## [TASK DETAILS]
Here are some records. Transcribe all of them exactly.

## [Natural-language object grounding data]
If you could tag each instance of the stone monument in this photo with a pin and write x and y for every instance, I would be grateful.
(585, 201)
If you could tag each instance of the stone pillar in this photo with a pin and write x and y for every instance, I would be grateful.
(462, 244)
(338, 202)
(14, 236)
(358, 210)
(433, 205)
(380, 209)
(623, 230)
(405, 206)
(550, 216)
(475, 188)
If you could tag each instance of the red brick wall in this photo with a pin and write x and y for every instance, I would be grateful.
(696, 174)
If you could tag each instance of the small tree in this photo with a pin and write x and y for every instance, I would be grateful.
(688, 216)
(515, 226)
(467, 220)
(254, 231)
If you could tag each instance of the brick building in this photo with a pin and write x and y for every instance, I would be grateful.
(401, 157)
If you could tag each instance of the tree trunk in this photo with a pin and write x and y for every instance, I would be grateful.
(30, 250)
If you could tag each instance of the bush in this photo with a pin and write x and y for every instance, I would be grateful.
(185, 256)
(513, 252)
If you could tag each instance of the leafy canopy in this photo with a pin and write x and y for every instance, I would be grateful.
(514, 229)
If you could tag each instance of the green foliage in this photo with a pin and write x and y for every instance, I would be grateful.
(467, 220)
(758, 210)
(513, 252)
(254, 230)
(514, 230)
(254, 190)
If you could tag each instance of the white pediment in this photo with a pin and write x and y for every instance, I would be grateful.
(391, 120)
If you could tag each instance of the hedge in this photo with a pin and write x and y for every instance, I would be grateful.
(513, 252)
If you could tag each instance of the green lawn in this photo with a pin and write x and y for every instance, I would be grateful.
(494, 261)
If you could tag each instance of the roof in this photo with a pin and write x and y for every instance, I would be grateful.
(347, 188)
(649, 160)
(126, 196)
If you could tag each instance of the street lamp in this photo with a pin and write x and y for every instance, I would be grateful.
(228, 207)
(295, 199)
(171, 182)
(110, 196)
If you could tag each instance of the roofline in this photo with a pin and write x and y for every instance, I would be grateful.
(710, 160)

## [SOLUTION BELOW]
If you could tag each instance of the stone monument in this photo with a pin and write x and y for every instance, I would be grateful.
(585, 201)
If you could tag each instance of the stone pillar in this photo with a pin and write x and y for every instance, I would be grateful.
(462, 244)
(338, 202)
(14, 236)
(358, 210)
(433, 205)
(380, 209)
(623, 230)
(405, 206)
(550, 216)
(475, 188)
If you could tag each instance of the red brick wall in this photo with a pin and write x and y for every instance, I would be grateful.
(696, 174)
If you could tag each instance of the small tree in this photo with a pin and write x and y for every instance, I would be grateful.
(688, 216)
(515, 226)
(467, 220)
(254, 231)
If you could tag each instance of the brick building in this photo with a pin and write x and y for every instance, I would be grateful.
(401, 157)
If you could tag each instance of the tree trunk in this photo with a pin and write x and y for every instance, I would be grateful.
(30, 250)
If you could tag each instance of the bush in this photo with a pin and write x and y for every instance, I would be grateful.
(185, 256)
(513, 252)
If you could tag each instance of the leafy canopy in this photo with a pin and write x and y for every instance, I would be grateful.
(514, 229)
If you could tag each instance of the green foliage in this photo with a pin and write x and y for every instance, I would be grateful.
(467, 220)
(758, 210)
(513, 252)
(254, 230)
(514, 230)
(254, 190)
If you could tag each instance of the white pediment in this photo with a pin and write x and y for every instance, I would be grateful.
(391, 120)
If you could tag each instance of the hedge in this photo with a pin and write x and y for every instance, I would be grateful.
(513, 252)
If you could tag each instance of the green lawn in this photo with a pin and write x and y for every instance, I would be grateful.
(494, 261)
If you could tag each instance of the roof in this photo with a pin and write x and y for every instance, I would be grateful.
(347, 188)
(649, 160)
(126, 196)
If you could tag each instance of the street lamp in this photo with a pin and write x and y for every instance, I would be grateful.
(228, 207)
(295, 199)
(171, 182)
(110, 196)
If you could tag each instance of the roofline in this photo with a pin and write x and y for every instance, I would be grateful.
(710, 160)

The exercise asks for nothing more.